__PROVIDED RECORDS__
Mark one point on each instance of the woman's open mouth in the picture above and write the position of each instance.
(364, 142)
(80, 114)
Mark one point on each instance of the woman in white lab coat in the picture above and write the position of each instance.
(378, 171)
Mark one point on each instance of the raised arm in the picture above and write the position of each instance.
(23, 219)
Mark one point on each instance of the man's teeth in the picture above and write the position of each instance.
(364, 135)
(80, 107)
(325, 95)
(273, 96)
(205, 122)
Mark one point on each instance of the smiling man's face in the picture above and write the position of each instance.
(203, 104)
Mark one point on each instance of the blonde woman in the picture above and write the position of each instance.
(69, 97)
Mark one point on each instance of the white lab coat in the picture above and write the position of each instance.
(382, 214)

---

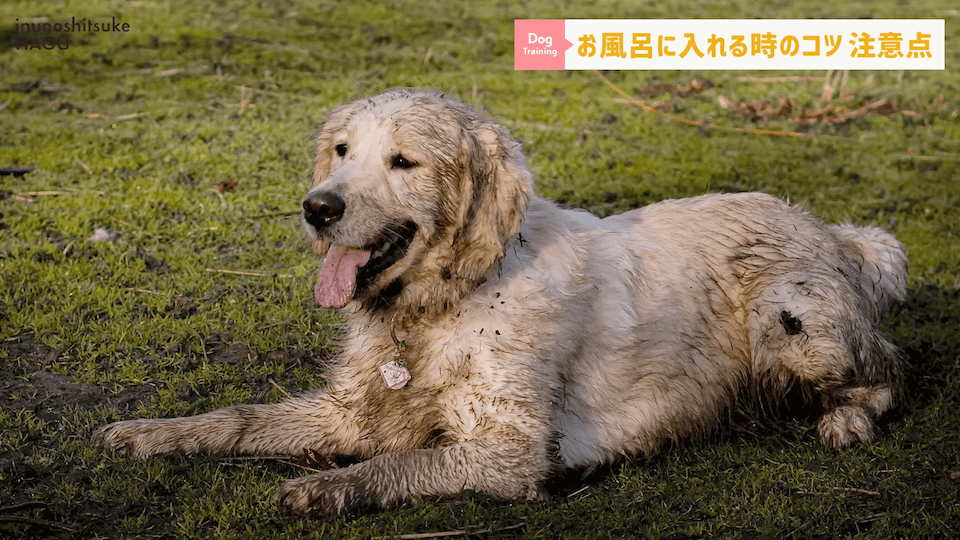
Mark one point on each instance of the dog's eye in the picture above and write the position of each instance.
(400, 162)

==

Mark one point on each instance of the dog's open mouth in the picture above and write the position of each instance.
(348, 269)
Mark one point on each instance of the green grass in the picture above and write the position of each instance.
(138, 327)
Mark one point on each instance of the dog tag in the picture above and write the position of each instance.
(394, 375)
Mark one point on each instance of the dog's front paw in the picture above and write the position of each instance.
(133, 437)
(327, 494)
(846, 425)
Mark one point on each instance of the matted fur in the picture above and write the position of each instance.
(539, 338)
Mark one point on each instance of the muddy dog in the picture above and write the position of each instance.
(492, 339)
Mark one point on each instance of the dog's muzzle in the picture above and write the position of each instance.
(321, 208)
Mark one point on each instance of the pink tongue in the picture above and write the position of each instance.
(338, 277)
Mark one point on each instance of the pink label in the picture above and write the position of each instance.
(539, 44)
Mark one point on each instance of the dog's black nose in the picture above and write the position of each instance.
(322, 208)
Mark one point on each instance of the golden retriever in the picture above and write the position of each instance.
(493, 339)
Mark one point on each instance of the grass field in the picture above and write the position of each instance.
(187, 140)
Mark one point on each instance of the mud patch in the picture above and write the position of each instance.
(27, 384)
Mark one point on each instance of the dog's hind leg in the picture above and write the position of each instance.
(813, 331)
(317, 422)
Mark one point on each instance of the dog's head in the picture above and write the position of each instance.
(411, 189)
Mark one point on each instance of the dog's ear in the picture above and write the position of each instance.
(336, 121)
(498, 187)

__INSTRUCTION__
Pull out each line above that contains the string "mouth". Case counts.

__WRITTEN REPLY__
Mark one point on each instance of the woman's open mouth in the picture above and write the position of each instance.
Mark one point on each instance of the dog's open mouth in the picture above and write the position of each instance.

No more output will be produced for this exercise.